> [STATED PROBLEM]
Which of the lines below contain the string "walking"? Pull out each such line in full, and match case exactly.

>> START

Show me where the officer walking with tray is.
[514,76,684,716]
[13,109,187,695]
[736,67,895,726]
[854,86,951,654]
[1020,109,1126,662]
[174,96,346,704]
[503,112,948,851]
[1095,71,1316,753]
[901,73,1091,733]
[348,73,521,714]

>> END

> [SOLUTION FOR THIS EXERCISE]
Show me where the officer walking with tray is.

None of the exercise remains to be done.